[Stored data entries]
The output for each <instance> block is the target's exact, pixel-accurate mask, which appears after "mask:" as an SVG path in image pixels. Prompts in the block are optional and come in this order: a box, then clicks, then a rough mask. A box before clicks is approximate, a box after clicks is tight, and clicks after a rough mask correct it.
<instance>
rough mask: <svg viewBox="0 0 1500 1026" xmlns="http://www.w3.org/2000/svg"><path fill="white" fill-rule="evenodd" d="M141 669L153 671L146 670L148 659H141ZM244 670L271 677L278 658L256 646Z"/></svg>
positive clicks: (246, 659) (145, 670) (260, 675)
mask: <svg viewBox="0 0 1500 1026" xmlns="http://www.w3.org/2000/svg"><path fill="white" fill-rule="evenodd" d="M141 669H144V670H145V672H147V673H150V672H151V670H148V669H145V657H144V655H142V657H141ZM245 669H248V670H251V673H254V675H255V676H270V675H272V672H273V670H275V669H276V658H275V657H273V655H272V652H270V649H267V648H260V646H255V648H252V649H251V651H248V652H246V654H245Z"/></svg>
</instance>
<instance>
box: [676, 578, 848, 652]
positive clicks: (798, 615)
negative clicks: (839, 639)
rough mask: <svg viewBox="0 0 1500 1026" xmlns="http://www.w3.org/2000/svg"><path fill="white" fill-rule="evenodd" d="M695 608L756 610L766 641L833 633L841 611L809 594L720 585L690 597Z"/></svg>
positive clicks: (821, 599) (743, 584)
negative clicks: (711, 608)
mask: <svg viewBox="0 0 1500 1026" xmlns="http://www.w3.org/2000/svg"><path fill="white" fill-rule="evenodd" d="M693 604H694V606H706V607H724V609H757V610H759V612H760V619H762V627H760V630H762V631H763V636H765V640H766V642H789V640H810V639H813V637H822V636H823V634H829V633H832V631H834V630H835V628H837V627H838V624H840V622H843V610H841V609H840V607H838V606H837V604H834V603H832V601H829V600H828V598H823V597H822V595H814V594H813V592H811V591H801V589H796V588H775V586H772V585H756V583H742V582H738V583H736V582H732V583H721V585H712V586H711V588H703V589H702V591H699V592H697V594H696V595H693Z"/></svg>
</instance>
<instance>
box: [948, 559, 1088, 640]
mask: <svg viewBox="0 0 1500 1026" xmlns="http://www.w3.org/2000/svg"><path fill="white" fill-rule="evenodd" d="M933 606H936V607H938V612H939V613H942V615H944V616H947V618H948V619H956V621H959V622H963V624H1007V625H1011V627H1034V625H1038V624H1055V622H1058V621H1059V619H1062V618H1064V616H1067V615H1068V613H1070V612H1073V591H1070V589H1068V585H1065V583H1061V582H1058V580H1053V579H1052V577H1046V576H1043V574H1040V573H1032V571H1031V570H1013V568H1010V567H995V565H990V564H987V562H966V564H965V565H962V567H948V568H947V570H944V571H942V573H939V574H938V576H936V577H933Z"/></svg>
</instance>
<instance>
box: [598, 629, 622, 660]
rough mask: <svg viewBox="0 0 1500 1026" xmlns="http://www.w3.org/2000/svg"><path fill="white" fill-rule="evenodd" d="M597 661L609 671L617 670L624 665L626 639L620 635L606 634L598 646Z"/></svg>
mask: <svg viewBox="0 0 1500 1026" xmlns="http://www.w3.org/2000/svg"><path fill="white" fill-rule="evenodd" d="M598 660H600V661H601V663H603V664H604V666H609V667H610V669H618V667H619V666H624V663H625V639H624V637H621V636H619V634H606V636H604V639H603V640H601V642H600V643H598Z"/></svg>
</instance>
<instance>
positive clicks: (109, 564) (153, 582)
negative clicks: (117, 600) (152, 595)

**INSTRUCTIONS FOR THE TASK**. Count the lines in the records above that contain the string "positive". Reply with the number only.

**WRITTEN RESPONSE**. 4